TEXTAUSZUG:
____

Vertrags-„Kultur“ – Erfolgsrezept im Auslandsgeschäft

Rechtssichere Verträge sollten grundsätzlich die Basis für alle Geschäfte, auch – oder sogar erst recht – für solche mit Auslandsbezug sein. Von diesem Grundsatz kann es aber Ausnahmen geben. So etwa bei Verträgen mit Vertragsparteien aus sogenannten „beziehungsorientierten Kulturen“.

Die Schlau & Berger GmbH will japanische Unternehmen auf der Grundlage von Rahmenverträgen langfristig an sich binden und ihnen auf der Grundlage einer dauerhaften Geschäftsbeziehung ihre Datenverarbeitungsmaschinen verkaufen. Ihre Anwaltskanzlei hat hierfür bis ins letzte Detail ausgefeilte rechtssichere Verträge entworfen. Einige potenzielle japanische Käufer wollen dagegen diverse Punkte wegen zukünftiger technischer Entwicklungen zunächst einmal bewusst offenlassen, aber vertraglich festlegen, dass diese im Geiste der Ehrlichkeit und des Vertrauens erörtert werden. Soll sich das deutsche Unternehmen darauf einlassen?

____

AUFGABE A: Gib den Textauszug über Vertragskultur im Auslandsgeschäft vollständig und wortgetreu wieder.

(Einträge mit Koordinatenannotationen)
____

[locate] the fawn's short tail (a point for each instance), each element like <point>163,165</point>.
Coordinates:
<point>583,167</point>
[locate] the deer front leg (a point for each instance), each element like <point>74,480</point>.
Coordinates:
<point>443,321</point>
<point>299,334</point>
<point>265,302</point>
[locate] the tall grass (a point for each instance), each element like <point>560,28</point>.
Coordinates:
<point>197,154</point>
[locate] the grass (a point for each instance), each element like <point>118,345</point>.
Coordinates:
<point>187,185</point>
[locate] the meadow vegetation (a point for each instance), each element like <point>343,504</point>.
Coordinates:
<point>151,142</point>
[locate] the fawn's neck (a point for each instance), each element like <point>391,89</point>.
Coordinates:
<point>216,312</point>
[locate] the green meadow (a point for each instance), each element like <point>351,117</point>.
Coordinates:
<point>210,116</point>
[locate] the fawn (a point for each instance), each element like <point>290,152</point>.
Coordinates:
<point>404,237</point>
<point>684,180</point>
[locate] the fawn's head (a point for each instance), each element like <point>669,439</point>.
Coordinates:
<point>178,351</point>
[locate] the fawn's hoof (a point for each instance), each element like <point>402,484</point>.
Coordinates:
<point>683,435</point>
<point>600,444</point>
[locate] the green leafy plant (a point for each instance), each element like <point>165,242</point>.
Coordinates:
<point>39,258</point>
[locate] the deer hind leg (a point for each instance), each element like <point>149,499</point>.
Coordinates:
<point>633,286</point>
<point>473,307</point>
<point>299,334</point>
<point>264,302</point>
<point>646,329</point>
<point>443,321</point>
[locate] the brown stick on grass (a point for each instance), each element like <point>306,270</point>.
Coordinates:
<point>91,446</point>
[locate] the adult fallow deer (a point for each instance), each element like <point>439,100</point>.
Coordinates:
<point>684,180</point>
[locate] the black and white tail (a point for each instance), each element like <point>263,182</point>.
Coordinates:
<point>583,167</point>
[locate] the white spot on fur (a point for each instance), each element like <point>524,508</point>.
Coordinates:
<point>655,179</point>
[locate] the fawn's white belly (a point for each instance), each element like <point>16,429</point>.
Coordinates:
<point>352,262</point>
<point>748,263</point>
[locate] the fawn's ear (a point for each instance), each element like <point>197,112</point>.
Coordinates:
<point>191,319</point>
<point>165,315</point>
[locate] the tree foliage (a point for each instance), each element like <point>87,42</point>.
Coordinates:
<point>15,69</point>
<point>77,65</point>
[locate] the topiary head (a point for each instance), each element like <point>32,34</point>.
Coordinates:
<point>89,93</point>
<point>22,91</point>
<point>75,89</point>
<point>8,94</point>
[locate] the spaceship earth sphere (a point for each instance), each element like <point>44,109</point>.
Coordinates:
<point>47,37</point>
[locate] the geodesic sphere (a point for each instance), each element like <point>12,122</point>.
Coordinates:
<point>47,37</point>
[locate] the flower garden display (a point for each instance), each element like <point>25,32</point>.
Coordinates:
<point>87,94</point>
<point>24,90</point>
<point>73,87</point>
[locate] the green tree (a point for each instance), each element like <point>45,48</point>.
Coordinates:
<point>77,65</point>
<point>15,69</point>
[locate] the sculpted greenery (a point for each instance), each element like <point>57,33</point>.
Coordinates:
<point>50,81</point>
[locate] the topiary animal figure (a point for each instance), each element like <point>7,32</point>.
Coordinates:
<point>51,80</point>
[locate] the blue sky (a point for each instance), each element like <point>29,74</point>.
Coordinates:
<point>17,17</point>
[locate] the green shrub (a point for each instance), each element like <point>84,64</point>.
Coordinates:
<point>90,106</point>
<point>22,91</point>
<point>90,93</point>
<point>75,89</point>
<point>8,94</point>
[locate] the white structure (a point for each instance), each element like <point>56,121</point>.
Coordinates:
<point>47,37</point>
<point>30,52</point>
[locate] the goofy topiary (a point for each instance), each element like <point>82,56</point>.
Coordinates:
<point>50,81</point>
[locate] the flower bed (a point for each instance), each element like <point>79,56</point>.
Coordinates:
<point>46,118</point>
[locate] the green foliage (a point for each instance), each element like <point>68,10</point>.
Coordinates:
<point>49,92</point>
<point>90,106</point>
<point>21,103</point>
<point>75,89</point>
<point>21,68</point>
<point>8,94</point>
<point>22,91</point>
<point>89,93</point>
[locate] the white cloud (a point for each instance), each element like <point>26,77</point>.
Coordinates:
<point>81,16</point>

____

AUFGABE B: Schreib die Zeilen unter dem Textauszug von der Zeile mit „[locate] the white structure“ bis einschließlich der letzten Zeile neu, wobei „white“ durch „gray“ ersetzt wird und alles andere unverändert bleibt. Gib nur diese Zeilen aus.

ERGEBNIS A:
Vertrags-„Kultur“ – Erfolgsrezept im Auslandsgeschäft

Rechtssichere Verträge sollten grundsätzlich die Basis für alle Geschäfte, auch – oder sogar erst recht – für solche mit Auslandsbezug sein. Von diesem Grundsatz kann es aber Ausnahmen geben. So etwa bei Verträgen mit Vertragsparteien aus sogenannten „beziehungsorientierten Kulturen“.

Die Schlau & Berger GmbH will japanische Unternehmen auf der Grundlage von Rahmenverträgen langfristig an sich binden und ihnen auf der Grundlage einer dauerhaften Geschäftsbeziehung ihre Datenverarbeitungsmaschinen verkaufen. Ihre Anwaltskanzlei hat hierfür bis ins letzte Detail ausgefeilte rechtssichere Verträge entworfen. Einige potenzielle japanische Käufer wollen dagegen diverse Punkte wegen zukünftiger technischer Entwicklungen zunächst einmal bewusst offenlassen, aber vertraglich festlegen, dass diese im Geiste der Ehrlichkeit und des Vertrauens erörtert werden. Soll sich das deutsche Unternehmen darauf einlassen?

ERGEBNIS B:
[locate] the gray structure (a point for each instance), each element like <point>56,121</point>.
Coordinates:
<point>47,37</point>
<point>30,52</point>
[locate] the goofy topiary (a point for each instance), each element like <point>82,56</point>.
Coordinates:
<point>50,81</point>
[locate] the flower bed (a point for each instance), each element like <point>79,56</point>.
Coordinates:
<point>46,118</point>
[locate] the green foliage (a point for each instance), each element like <point>68,10</point>.
Coordinates:
<point>49,92</point>
<point>90,106</point>
<point>21,103</point>
<point>75,89</point>
<point>21,68</point>
<point>8,94</point>
<point>22,91</point>
<point>89,93</point>
[locate] the gray cloud (a point for each instance), each element like <point>26,77</point>.
Coordinates:
<point>81,16</point>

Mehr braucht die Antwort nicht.